▸ SELECTED PASSAGE:
::::

The company conducted the first-ever versatile time domain electromagnetic in the Skellefte mining district, which hosts its 100%-owned project of the same name, defining an electromagnetic conductor.
The first two diamond holes drilled to test the conductor intersected volcanogenic massive sulphide-style mineralistion.
The hits included a 4m alteration zone from 85.75m, and a 30m alteration zone from 164.4m.
The mineralisation comprises disseminations and veinlets of sulphide with small zones of semi-massive sulphide – mainly iron, but including zones containing some sphalerite and minor chalcopyrite. Assays are pending for the holes, but the company said the results validated its use of VTEM.
S2 managing director Mark Bennett said the project represented a significant opportunity for the company, which is why it moved to 100% in December.
“Having identified so many strong conductors in our district-scale VTEM survey, it was important for us to test the validity of these, so when our team had an opportunity to do just that before the spring thaw, we took it,” he said.
“Our main objective was to identify a conductive body to prove that VTEM works, so to not only prove this but to also confirm mineralisation with our first drill holes into our first conductor is a pleasing bonus.”
S2 has named the prospect Svan Vit.
Bennett told Mines and Money Asia earlier this month the aim in Sweden was to find another company maker.
S2 is also exploring its Polar Bear project in Western Australia.
Shares in S2 have risen nearly 50% in the past week and are up 55% this month.

::::

▸ YOUR TASK:
Answer these questions from the article on S2's drilling in the Skellefte district:
1. What name has S2 given the prospect?
2. In which month did the company move to 100% ownership of the project?
3. What other project is S2 exploring, and where is it?
The records have no connection to the text above.

::::

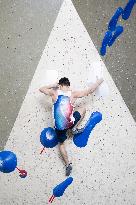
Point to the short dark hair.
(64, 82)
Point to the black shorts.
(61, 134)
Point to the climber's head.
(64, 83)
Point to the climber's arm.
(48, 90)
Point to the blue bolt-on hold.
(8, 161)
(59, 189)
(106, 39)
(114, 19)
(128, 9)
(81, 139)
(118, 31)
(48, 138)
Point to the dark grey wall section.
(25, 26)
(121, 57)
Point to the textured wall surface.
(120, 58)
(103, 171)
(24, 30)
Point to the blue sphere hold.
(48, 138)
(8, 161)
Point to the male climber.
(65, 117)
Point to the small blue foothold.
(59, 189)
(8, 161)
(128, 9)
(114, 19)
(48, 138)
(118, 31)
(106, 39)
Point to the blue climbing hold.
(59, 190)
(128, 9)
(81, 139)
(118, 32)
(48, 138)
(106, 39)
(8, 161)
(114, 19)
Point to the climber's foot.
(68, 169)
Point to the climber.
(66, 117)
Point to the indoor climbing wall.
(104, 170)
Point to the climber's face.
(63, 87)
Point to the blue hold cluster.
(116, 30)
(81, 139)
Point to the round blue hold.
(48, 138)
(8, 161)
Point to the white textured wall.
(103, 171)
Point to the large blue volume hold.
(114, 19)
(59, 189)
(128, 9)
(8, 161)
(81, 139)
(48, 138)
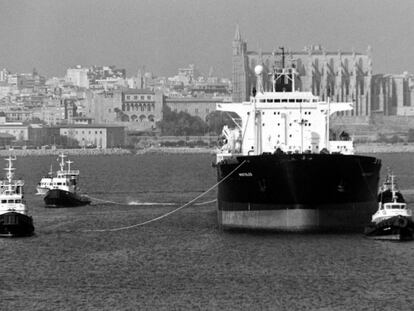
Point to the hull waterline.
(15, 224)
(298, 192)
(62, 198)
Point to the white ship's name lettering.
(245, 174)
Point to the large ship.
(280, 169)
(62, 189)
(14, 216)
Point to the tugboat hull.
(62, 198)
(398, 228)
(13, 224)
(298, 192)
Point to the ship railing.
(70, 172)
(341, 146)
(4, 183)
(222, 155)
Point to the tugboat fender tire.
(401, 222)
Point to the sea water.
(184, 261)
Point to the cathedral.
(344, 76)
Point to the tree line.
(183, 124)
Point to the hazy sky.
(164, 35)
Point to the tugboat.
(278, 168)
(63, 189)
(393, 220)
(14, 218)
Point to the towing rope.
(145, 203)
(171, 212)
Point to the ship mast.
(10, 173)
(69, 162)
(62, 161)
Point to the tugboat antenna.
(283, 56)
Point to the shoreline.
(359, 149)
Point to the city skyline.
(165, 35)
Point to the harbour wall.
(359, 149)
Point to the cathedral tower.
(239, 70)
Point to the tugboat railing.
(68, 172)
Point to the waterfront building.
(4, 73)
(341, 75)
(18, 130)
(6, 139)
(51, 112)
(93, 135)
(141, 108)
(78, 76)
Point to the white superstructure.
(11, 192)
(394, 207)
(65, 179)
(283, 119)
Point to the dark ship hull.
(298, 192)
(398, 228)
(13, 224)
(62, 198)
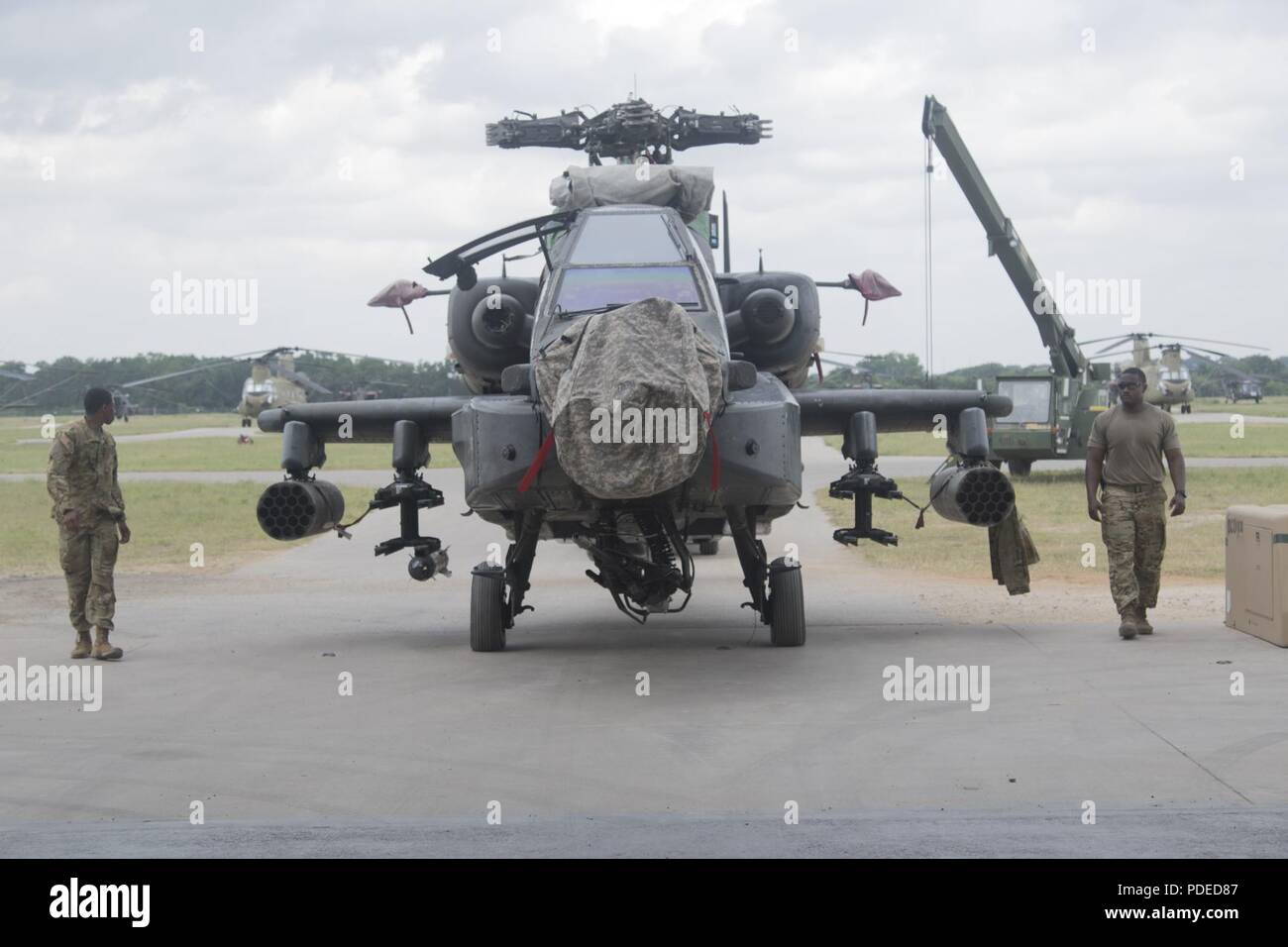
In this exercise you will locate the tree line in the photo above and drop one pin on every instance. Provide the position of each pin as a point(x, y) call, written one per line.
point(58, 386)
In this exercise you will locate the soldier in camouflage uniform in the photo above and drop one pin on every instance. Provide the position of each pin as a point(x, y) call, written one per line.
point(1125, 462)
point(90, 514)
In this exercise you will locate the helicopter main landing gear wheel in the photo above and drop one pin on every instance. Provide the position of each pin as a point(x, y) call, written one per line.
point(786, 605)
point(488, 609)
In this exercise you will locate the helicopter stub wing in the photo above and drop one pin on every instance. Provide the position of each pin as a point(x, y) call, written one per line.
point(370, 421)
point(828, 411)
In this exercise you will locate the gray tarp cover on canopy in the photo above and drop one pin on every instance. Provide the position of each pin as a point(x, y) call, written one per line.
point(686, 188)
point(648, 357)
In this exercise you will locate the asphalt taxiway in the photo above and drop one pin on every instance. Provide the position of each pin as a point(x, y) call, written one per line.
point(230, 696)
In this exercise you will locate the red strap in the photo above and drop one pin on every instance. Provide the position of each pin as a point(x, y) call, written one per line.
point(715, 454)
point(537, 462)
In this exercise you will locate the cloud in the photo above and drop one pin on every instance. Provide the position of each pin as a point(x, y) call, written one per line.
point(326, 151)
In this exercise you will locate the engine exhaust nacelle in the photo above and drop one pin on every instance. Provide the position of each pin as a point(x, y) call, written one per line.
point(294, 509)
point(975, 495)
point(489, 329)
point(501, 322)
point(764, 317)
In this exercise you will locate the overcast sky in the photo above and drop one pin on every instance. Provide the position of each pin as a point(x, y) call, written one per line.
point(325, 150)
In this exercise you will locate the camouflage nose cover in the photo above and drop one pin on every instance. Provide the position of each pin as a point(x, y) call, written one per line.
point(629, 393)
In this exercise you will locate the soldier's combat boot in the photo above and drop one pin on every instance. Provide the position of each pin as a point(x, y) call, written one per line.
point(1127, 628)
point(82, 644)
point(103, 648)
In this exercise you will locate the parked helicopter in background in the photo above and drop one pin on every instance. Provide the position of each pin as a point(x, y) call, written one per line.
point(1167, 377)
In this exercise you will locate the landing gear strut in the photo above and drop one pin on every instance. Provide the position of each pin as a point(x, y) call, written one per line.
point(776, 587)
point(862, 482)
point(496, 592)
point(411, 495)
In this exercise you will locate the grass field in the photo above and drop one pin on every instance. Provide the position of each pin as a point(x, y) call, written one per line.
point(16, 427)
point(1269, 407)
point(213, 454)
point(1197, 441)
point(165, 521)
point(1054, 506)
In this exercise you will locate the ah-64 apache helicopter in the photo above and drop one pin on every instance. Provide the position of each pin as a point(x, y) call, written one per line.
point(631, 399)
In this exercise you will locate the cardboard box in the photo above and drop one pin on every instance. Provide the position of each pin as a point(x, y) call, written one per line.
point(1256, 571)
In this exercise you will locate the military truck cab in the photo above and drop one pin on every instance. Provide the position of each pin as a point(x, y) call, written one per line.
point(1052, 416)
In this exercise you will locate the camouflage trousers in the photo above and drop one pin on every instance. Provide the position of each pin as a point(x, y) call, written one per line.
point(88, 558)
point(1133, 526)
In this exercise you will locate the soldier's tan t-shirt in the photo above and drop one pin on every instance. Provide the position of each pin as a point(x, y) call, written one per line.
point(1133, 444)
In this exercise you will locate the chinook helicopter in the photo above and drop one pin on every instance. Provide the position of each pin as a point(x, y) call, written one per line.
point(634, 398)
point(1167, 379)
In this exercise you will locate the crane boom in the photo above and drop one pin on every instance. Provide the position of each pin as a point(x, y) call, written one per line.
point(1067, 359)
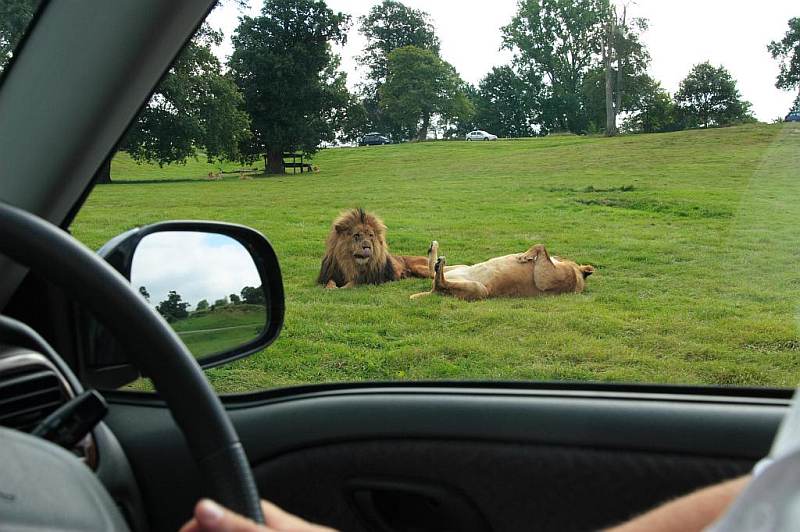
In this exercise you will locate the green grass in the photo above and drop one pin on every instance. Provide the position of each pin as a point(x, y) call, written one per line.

::::

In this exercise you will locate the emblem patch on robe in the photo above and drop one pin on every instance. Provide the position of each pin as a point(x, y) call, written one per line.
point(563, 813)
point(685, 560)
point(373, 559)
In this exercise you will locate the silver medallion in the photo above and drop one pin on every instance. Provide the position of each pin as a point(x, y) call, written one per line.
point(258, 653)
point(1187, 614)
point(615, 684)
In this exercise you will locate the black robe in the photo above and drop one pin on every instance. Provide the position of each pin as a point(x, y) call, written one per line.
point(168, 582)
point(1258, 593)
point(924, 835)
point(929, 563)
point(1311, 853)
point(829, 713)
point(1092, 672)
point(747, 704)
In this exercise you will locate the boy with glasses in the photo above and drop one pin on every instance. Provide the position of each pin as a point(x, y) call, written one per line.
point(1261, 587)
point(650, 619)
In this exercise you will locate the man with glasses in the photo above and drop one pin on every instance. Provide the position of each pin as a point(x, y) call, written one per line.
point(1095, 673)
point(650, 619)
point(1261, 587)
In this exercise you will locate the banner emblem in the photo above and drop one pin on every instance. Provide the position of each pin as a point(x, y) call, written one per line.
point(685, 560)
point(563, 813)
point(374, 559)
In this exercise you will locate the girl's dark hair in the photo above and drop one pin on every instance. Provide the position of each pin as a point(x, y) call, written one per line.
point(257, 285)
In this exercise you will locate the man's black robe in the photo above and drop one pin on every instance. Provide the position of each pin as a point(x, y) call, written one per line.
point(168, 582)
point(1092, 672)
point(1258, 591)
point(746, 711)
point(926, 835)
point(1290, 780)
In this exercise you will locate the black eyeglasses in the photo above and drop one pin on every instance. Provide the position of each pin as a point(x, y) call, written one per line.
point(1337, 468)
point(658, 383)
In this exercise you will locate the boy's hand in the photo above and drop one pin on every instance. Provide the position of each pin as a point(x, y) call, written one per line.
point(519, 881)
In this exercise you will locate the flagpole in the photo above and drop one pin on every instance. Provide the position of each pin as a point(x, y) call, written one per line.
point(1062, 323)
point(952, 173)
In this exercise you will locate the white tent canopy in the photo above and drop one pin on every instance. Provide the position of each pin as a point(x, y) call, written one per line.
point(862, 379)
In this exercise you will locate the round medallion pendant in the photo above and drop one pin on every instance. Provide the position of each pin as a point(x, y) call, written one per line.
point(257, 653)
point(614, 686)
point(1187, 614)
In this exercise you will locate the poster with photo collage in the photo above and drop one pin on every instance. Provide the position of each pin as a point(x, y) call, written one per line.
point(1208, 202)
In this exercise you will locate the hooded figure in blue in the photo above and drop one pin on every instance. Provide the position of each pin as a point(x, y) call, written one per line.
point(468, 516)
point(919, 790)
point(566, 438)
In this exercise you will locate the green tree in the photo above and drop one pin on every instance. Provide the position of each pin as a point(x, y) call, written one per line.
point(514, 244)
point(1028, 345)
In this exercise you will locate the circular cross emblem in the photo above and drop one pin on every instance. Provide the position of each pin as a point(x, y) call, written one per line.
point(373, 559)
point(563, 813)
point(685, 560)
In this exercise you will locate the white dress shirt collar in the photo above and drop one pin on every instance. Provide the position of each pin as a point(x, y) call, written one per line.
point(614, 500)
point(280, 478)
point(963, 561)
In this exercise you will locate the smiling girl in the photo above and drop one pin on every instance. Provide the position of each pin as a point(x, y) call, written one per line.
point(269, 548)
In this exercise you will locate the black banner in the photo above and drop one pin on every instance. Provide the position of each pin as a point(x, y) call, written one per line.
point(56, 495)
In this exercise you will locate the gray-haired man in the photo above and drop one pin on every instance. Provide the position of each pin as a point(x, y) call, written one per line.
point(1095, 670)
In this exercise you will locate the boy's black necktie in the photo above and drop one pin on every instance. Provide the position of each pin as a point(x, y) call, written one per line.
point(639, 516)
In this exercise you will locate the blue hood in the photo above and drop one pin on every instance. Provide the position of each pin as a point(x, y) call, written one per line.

::::

▸ YOUR SOLUTION:
1. Svan Vit.
2. December.
3. The Polar Bear project, in Western Australia.